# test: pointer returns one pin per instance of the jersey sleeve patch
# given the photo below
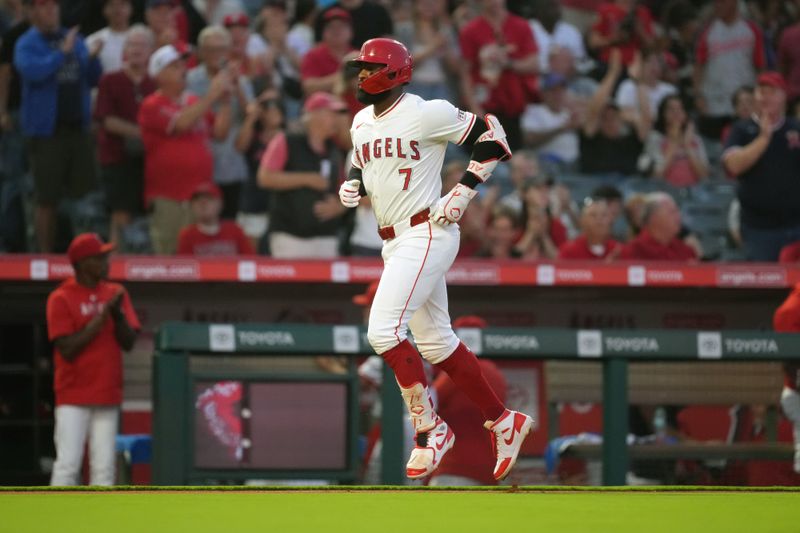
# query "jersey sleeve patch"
(442, 121)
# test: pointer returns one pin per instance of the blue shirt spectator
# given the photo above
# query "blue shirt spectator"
(55, 84)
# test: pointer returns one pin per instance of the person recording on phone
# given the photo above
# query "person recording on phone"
(90, 321)
(303, 171)
(230, 167)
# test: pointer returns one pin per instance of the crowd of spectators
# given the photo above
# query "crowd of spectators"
(215, 127)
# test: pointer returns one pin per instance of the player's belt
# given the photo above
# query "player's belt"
(390, 232)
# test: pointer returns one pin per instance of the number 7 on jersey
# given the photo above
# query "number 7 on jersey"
(406, 173)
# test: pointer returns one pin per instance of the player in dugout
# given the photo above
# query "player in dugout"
(399, 143)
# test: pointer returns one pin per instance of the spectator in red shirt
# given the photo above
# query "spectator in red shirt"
(119, 140)
(319, 70)
(161, 17)
(658, 240)
(787, 320)
(209, 235)
(622, 24)
(176, 127)
(499, 74)
(789, 58)
(729, 54)
(595, 241)
(90, 321)
(472, 461)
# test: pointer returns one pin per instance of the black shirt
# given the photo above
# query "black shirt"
(292, 211)
(7, 58)
(68, 77)
(769, 191)
(607, 155)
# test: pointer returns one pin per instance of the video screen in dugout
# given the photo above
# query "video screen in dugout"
(251, 425)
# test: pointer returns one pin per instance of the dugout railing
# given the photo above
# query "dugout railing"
(178, 344)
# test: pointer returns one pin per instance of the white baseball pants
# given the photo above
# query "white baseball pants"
(412, 292)
(790, 402)
(74, 424)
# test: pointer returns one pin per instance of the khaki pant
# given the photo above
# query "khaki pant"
(167, 219)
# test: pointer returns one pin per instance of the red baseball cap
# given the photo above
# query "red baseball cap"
(470, 321)
(773, 79)
(207, 188)
(87, 245)
(323, 100)
(368, 296)
(236, 19)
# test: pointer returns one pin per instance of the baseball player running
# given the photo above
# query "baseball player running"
(399, 143)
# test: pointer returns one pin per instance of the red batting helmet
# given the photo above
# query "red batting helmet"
(395, 58)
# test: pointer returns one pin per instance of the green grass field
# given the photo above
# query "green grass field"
(378, 510)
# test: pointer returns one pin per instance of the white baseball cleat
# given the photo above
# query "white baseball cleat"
(508, 433)
(431, 447)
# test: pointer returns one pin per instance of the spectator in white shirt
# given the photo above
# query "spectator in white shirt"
(118, 14)
(646, 70)
(548, 30)
(551, 128)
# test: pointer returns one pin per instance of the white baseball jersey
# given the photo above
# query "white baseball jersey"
(401, 152)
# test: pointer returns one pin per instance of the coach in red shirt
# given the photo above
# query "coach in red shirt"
(595, 241)
(319, 70)
(176, 128)
(209, 235)
(658, 240)
(501, 65)
(90, 321)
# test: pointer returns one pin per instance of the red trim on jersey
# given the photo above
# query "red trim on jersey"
(390, 109)
(469, 129)
(400, 320)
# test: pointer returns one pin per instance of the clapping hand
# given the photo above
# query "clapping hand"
(68, 44)
(114, 305)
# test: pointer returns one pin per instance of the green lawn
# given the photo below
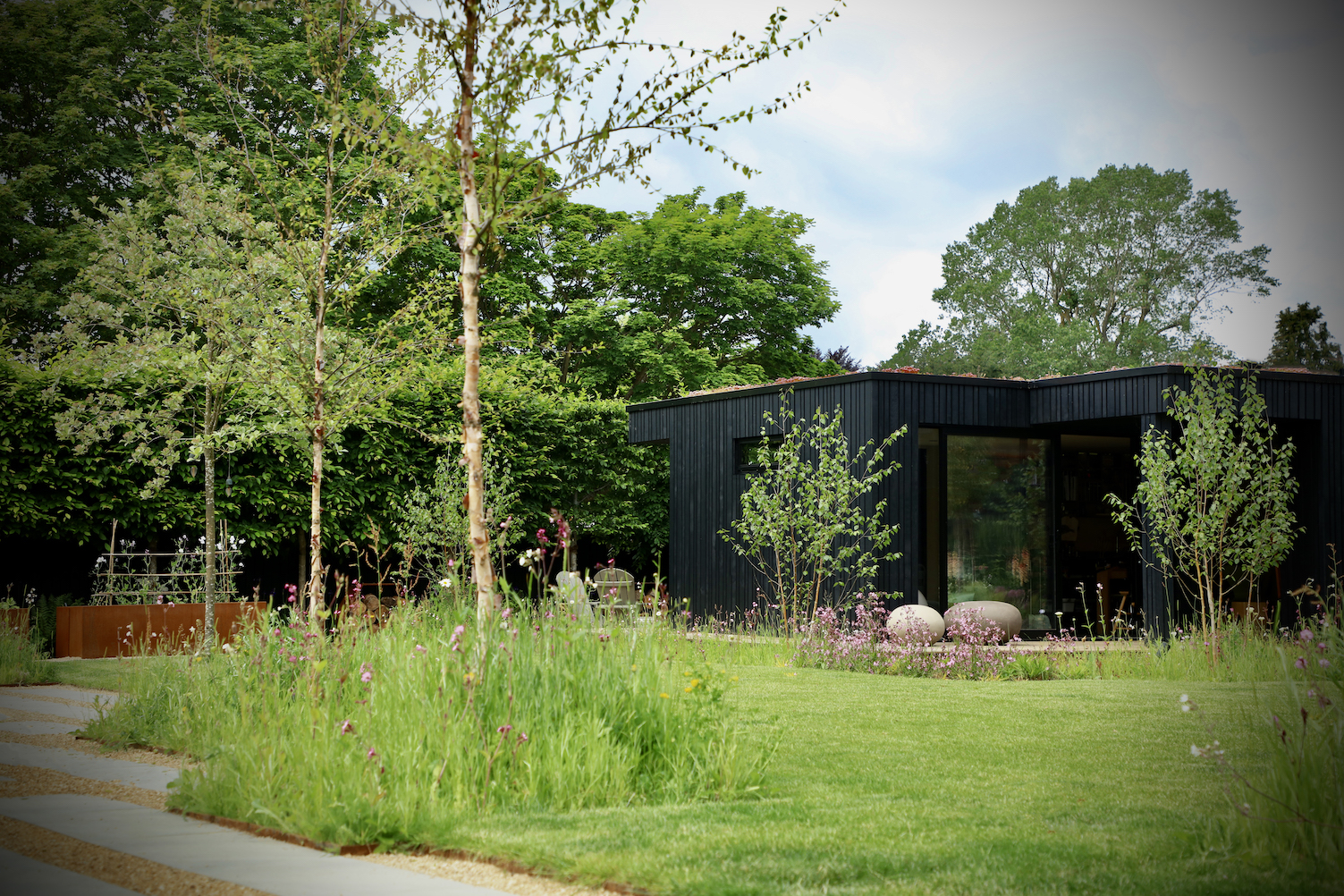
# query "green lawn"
(104, 674)
(886, 783)
(906, 785)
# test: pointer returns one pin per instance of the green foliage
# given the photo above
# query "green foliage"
(1112, 272)
(563, 451)
(1293, 807)
(1301, 339)
(89, 88)
(808, 526)
(408, 732)
(706, 296)
(1215, 500)
(21, 661)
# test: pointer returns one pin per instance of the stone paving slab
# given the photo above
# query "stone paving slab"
(85, 766)
(15, 698)
(222, 853)
(39, 727)
(29, 876)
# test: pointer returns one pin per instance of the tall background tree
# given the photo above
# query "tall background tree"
(553, 80)
(89, 94)
(579, 308)
(1301, 339)
(1112, 272)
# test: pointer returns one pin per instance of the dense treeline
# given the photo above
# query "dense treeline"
(141, 165)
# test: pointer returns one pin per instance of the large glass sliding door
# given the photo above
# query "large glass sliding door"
(997, 518)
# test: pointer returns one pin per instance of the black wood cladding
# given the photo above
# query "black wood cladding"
(706, 486)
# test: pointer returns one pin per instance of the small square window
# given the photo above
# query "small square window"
(753, 454)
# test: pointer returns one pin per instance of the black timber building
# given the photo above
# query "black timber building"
(1000, 489)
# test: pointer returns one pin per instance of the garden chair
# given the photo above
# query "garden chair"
(571, 594)
(617, 593)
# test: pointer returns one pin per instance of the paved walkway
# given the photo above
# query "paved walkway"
(96, 832)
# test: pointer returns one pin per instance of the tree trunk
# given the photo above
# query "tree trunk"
(470, 275)
(315, 508)
(211, 561)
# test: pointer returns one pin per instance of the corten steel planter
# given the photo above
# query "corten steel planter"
(15, 620)
(125, 630)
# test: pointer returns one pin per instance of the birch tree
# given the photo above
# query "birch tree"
(1216, 499)
(160, 331)
(320, 144)
(569, 88)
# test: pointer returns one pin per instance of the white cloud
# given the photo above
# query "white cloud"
(922, 115)
(895, 299)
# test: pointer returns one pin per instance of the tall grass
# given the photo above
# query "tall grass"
(21, 661)
(1295, 807)
(398, 735)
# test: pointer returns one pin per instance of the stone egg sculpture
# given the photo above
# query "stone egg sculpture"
(1004, 617)
(917, 622)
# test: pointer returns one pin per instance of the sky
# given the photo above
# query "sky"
(924, 115)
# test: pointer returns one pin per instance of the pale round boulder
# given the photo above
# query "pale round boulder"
(1002, 614)
(916, 621)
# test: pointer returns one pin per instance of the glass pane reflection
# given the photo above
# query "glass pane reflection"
(997, 523)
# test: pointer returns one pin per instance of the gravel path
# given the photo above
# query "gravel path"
(141, 875)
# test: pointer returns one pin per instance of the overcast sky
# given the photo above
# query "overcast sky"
(924, 115)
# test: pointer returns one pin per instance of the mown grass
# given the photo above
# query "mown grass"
(894, 785)
(902, 785)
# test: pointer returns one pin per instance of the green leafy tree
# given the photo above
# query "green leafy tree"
(804, 526)
(706, 296)
(1114, 270)
(1215, 497)
(1301, 339)
(342, 179)
(173, 307)
(554, 80)
(97, 93)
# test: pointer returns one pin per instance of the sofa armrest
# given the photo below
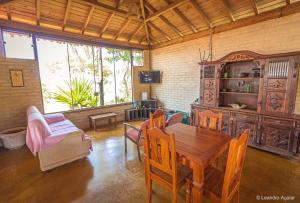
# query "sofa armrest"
(54, 117)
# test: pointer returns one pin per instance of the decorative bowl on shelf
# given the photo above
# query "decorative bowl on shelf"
(238, 106)
(243, 75)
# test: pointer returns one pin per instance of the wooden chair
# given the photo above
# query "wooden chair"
(208, 119)
(160, 162)
(220, 186)
(175, 118)
(135, 135)
(157, 119)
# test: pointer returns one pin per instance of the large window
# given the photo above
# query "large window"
(55, 75)
(137, 57)
(18, 45)
(76, 76)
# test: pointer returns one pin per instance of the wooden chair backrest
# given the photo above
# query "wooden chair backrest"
(235, 163)
(160, 151)
(157, 120)
(208, 119)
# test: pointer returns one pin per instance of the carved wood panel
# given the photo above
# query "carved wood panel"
(209, 84)
(276, 137)
(241, 125)
(225, 124)
(277, 84)
(275, 102)
(209, 97)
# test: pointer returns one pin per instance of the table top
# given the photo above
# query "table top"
(198, 144)
(103, 115)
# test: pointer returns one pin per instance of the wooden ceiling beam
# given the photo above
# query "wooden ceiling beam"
(122, 28)
(254, 6)
(38, 11)
(5, 2)
(202, 14)
(145, 23)
(185, 20)
(171, 6)
(8, 13)
(66, 13)
(165, 20)
(139, 27)
(117, 3)
(228, 10)
(103, 29)
(142, 39)
(106, 8)
(67, 36)
(88, 18)
(159, 30)
(264, 16)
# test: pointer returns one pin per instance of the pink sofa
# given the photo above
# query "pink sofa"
(55, 139)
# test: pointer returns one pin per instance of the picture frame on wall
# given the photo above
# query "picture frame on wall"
(16, 78)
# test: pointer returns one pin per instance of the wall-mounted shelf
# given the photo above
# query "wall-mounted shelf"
(250, 78)
(245, 93)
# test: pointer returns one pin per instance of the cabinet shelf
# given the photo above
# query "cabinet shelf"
(249, 78)
(244, 93)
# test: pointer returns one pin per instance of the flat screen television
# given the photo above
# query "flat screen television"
(150, 77)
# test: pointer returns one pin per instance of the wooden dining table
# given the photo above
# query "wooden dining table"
(200, 147)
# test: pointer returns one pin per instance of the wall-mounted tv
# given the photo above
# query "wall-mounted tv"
(149, 76)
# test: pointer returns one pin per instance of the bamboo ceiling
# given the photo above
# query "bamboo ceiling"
(161, 22)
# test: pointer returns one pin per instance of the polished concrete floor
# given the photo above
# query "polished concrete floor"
(108, 176)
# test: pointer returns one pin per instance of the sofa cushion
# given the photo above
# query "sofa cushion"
(54, 117)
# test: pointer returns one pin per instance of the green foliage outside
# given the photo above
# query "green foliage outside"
(85, 67)
(80, 95)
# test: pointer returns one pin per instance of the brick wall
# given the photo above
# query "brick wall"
(15, 100)
(138, 88)
(178, 63)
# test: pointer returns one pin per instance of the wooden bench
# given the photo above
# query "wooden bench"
(93, 119)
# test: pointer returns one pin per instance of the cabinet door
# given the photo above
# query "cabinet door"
(226, 122)
(280, 85)
(276, 138)
(243, 122)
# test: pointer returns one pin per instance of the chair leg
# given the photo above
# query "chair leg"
(149, 190)
(125, 139)
(139, 153)
(188, 192)
(237, 196)
(174, 196)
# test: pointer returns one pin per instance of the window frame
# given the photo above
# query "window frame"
(34, 36)
(33, 45)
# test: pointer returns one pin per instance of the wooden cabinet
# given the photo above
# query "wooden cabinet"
(243, 122)
(266, 84)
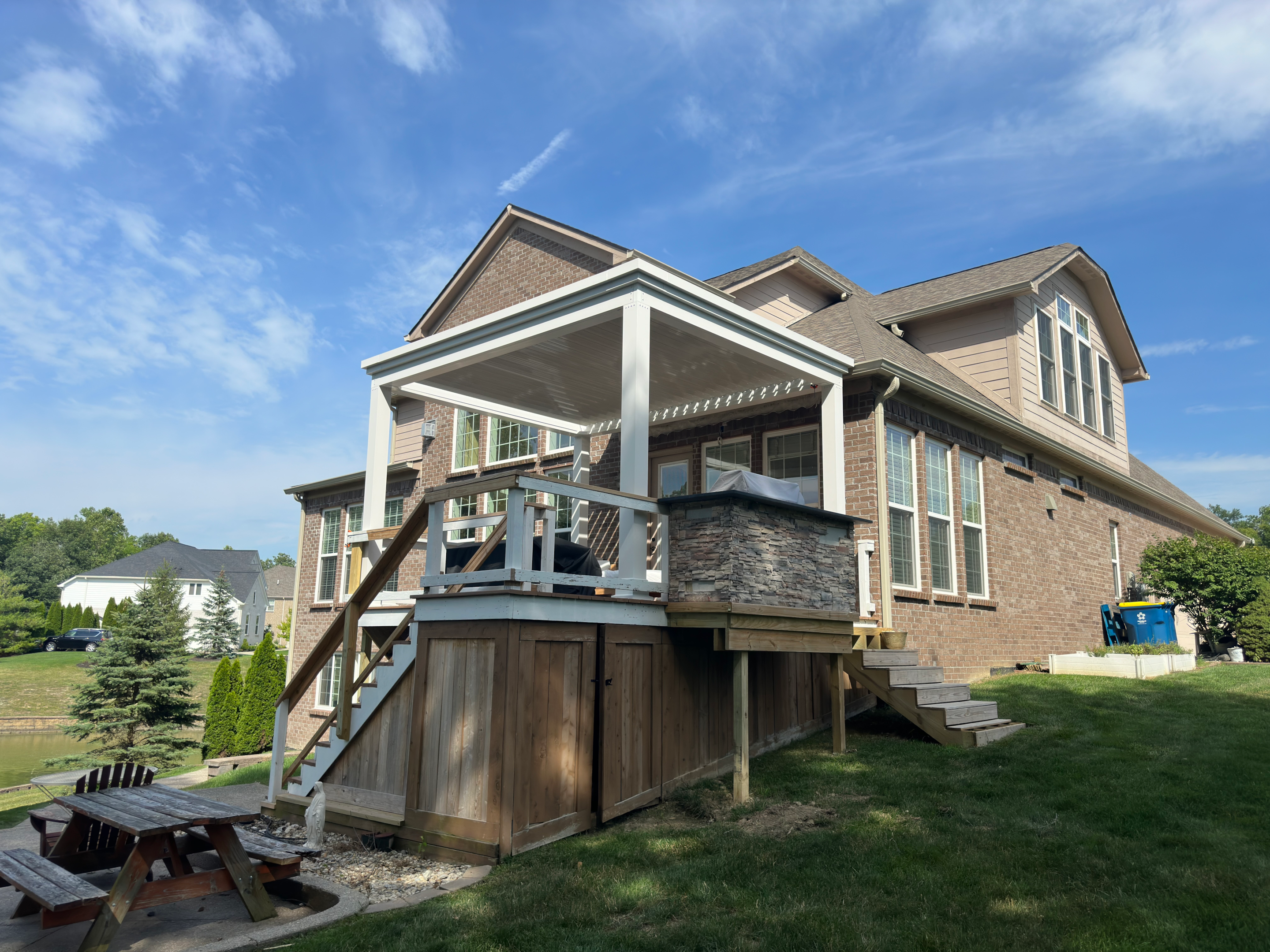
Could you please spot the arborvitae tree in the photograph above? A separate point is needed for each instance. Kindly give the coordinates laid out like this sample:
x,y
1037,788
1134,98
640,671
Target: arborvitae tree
x,y
217,629
54,620
265,682
223,710
140,691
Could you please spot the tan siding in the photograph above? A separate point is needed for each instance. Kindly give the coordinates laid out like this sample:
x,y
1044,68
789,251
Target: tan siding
x,y
1043,417
781,298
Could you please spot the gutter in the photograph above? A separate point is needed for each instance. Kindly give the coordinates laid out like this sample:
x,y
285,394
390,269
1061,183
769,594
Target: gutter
x,y
1012,427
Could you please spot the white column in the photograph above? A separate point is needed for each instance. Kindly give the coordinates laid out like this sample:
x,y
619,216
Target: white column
x,y
633,527
835,470
581,474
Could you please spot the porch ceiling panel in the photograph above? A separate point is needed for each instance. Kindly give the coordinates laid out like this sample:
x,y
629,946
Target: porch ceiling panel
x,y
577,376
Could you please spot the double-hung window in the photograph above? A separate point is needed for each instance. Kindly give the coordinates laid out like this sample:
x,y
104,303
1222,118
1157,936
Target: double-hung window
x,y
463,508
1106,391
511,441
1046,350
939,512
1089,399
725,456
467,439
1067,348
972,524
794,457
328,555
902,508
328,681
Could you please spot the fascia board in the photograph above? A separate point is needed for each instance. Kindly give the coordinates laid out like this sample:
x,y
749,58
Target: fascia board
x,y
1015,428
423,391
1021,287
592,295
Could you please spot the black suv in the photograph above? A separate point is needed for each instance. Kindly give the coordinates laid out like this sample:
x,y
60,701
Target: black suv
x,y
78,640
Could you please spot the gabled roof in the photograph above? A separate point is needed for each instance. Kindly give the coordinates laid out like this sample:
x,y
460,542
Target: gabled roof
x,y
242,566
1015,276
807,266
507,221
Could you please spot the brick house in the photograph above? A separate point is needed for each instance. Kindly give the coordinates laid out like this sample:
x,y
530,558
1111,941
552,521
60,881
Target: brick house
x,y
986,408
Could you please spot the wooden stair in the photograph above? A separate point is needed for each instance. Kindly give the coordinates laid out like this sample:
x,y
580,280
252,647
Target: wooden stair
x,y
943,710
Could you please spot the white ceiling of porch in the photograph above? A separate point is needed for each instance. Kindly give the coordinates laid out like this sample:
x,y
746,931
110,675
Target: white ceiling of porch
x,y
578,376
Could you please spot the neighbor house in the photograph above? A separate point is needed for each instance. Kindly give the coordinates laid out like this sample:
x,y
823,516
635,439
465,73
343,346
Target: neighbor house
x,y
956,462
195,569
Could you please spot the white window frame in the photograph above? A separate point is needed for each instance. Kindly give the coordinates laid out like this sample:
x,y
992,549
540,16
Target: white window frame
x,y
947,518
323,556
721,443
910,509
454,443
1116,560
820,457
981,527
328,673
1106,405
1041,358
489,442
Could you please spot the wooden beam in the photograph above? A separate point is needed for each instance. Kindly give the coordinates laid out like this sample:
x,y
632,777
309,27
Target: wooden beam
x,y
741,726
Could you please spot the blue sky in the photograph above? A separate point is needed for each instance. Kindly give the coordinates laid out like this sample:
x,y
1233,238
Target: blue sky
x,y
211,212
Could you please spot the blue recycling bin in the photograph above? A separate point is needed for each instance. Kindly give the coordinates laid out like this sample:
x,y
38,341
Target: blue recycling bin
x,y
1148,622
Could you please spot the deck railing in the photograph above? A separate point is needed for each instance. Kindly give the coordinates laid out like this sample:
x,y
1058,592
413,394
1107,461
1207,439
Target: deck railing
x,y
519,524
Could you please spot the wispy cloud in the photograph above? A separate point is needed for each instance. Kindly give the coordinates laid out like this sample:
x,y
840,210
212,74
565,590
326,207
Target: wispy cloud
x,y
97,287
519,181
54,113
176,35
415,35
1194,346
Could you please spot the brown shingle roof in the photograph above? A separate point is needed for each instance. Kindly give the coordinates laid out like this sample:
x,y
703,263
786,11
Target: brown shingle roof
x,y
969,283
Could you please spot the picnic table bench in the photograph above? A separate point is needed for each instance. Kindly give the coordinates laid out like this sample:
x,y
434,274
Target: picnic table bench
x,y
154,823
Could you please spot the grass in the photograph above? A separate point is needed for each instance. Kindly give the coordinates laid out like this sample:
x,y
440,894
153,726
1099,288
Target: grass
x,y
1131,815
44,683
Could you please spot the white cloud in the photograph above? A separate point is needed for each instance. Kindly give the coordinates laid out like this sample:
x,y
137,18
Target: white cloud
x,y
96,289
54,113
1195,344
415,35
527,172
176,35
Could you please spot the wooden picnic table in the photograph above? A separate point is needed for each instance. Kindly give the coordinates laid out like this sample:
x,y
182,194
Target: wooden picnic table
x,y
161,823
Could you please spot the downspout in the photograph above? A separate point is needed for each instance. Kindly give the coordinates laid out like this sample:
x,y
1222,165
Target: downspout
x,y
883,508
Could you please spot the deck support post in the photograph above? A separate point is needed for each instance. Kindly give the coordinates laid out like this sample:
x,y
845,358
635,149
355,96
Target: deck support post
x,y
837,710
280,748
741,726
631,526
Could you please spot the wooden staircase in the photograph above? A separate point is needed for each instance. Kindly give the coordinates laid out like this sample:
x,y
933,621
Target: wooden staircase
x,y
943,710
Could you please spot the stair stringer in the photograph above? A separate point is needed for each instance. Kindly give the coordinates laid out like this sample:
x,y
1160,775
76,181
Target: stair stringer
x,y
373,695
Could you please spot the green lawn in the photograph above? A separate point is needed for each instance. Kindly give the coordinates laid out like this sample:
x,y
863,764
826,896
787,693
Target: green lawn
x,y
1132,815
44,683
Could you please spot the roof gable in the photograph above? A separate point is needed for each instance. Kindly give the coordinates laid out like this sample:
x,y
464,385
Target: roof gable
x,y
586,253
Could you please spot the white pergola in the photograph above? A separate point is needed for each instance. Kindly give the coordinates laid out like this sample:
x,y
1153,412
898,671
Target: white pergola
x,y
637,346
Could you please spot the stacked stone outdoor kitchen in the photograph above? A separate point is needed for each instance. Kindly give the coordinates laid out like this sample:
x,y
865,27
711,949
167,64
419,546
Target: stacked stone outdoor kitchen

> _WHAT IS NEEDED_:
Read through the entries, then copy every line where the string "stacked" is found.

> _OUTPUT OF THE TASK_:
Could you please spot the stacked stone outdoor kitchen in the photograph above? A separate point is needed for each instance. Kindly give the coordinates laid out like this sample:
Target: stacked stone outdoor kitchen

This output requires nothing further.